◆ STATED TASK
Put everything from the line containing "of the pale" down to the line containing "column 407, row 208", both lines included, into a two-column CSV with the header text,answer and one row per record. Place each field in double quotation marks and replace any line breaks within it with spaces.

___ GIVEN ENTRIES ___

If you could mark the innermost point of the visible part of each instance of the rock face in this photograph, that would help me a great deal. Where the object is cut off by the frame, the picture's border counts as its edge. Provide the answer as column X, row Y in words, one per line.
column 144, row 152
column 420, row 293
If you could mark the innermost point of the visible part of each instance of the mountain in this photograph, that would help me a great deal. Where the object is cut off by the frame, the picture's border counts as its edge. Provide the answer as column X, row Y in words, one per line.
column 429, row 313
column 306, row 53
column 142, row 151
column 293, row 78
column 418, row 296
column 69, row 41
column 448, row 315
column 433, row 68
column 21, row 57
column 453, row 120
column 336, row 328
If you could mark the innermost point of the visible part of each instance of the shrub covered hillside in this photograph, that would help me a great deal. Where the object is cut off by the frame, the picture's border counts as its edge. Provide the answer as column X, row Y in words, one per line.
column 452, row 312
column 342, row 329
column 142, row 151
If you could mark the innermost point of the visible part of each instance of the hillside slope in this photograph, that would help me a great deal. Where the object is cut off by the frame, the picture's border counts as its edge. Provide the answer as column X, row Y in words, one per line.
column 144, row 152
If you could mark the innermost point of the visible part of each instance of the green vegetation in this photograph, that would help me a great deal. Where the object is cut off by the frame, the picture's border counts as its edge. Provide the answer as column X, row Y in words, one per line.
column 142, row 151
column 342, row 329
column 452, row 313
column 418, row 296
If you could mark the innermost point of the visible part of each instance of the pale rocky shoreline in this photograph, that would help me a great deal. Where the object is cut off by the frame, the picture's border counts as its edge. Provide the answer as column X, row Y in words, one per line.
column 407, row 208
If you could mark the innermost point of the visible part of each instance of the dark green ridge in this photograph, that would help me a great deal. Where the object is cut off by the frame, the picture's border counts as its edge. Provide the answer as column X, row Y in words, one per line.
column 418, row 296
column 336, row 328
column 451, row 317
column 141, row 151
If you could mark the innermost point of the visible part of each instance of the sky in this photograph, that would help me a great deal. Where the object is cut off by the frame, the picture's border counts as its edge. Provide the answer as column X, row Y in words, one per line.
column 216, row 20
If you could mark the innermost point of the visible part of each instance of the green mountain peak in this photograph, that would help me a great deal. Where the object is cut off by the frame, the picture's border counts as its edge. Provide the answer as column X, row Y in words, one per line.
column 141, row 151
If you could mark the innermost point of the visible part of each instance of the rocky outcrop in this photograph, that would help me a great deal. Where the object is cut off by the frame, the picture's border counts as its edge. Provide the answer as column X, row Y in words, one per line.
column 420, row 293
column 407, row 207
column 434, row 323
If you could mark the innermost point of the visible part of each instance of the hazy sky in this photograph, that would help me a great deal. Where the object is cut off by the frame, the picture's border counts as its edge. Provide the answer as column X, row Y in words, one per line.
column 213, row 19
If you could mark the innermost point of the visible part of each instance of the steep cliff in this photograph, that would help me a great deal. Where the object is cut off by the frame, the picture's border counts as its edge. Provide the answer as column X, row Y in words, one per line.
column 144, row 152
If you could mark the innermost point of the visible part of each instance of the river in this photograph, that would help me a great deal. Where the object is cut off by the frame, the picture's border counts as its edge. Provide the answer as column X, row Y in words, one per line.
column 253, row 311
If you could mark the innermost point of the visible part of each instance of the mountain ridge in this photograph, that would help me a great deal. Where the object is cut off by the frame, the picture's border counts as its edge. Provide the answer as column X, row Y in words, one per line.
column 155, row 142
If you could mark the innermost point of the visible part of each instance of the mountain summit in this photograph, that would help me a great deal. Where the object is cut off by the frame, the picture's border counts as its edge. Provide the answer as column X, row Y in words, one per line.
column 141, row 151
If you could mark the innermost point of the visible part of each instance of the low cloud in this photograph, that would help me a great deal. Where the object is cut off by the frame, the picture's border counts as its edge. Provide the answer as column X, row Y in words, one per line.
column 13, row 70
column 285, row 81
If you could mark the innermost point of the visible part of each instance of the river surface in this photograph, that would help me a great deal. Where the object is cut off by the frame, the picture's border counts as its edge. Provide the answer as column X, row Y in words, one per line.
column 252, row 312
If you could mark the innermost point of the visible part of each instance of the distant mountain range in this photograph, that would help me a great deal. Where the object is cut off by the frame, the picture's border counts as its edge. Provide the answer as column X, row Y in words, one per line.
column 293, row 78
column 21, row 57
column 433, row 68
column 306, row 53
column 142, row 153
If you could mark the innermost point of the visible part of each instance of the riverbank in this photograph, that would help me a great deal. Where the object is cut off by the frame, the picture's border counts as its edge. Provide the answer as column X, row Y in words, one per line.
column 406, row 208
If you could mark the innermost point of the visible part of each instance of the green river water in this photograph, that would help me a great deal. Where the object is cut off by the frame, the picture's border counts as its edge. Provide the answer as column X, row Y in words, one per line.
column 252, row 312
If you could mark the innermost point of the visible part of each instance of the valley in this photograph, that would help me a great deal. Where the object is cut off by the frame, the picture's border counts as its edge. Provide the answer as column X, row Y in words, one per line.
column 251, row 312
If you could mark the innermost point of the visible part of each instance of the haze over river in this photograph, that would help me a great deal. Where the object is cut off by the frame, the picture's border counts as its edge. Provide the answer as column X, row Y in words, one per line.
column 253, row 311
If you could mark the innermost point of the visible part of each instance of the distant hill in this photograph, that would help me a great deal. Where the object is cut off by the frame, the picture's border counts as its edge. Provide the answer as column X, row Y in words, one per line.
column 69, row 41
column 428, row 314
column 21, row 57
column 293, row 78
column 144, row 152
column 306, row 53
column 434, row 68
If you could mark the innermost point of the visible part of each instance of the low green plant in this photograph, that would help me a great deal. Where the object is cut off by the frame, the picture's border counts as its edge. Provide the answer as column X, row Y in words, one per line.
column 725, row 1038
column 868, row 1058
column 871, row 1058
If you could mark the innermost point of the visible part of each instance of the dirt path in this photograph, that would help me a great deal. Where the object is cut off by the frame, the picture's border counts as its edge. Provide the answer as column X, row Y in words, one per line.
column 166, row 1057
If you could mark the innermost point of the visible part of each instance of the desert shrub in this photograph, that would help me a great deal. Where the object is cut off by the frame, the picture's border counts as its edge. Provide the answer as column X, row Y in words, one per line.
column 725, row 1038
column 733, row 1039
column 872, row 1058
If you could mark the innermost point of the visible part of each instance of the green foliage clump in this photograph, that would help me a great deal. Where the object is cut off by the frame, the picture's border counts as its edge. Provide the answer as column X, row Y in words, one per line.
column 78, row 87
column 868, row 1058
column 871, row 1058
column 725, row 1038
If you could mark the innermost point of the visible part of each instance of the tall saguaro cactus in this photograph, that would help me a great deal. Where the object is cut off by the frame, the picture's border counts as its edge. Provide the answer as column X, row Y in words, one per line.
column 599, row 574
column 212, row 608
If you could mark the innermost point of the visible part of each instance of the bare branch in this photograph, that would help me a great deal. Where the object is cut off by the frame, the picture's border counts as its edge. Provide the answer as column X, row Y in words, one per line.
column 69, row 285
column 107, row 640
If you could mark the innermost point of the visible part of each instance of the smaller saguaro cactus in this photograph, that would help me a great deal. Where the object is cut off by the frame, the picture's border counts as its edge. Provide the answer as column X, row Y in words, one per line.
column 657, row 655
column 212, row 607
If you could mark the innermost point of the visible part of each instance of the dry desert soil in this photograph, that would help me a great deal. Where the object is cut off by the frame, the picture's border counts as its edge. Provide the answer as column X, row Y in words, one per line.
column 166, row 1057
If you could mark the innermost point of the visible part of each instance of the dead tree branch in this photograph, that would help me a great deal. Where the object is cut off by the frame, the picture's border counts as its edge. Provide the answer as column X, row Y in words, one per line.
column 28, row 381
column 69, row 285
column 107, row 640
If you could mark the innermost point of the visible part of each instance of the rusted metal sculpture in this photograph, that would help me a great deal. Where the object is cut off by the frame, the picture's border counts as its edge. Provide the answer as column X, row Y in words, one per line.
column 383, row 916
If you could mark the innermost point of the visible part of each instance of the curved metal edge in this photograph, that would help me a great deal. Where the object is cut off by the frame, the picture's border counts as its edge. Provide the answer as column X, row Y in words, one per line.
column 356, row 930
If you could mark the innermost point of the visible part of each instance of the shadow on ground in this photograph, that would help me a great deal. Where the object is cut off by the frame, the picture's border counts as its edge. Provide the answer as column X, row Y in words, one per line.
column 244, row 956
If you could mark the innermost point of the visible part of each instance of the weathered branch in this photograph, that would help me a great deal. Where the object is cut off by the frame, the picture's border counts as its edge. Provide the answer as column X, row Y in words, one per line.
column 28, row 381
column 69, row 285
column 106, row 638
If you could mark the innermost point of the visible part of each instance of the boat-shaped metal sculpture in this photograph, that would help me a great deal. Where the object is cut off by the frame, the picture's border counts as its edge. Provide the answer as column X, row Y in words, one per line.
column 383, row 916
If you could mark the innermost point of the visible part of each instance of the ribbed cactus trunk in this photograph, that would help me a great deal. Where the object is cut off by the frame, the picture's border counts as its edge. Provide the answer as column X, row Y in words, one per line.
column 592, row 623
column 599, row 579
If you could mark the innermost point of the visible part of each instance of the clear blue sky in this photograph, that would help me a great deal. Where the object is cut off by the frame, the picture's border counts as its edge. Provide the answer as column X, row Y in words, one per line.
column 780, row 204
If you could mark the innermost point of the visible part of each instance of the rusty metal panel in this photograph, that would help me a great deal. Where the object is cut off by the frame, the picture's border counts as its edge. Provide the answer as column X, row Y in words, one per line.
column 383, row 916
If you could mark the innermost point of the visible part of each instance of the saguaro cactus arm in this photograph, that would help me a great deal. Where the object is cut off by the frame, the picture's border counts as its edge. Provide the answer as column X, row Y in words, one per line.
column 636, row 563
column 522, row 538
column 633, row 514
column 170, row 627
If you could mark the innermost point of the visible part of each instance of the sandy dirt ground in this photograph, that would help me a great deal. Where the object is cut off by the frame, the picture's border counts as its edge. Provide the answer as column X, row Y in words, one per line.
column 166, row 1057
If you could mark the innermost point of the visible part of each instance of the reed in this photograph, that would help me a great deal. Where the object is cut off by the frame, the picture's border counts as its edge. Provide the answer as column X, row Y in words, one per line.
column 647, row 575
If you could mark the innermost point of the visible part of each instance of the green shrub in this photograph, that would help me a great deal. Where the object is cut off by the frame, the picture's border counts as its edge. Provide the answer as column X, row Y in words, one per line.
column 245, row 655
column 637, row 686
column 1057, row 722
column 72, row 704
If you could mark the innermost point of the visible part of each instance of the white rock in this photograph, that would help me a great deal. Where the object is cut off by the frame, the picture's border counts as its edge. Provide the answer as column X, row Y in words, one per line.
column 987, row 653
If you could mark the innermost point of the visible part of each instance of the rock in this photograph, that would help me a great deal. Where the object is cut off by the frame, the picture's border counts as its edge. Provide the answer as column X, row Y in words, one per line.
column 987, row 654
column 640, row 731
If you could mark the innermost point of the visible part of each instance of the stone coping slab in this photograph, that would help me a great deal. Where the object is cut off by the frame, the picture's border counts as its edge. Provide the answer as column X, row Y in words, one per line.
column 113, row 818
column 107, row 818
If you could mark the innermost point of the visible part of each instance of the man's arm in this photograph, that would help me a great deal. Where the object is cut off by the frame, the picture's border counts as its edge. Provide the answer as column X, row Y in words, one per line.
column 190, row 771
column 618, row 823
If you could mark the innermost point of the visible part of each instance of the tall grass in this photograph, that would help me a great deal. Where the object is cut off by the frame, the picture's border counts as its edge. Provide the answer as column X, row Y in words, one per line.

___

◆ SOLUTION
text,answer
"If you could mark the innermost point of the visible part of each instance of the pale rocky shoreline in this photograph, that would help me a great deal. Where the object is cut off by the frame, the picture's border counts as its edge. Provide the answer as column X, row Y in words, one per line.","column 407, row 208"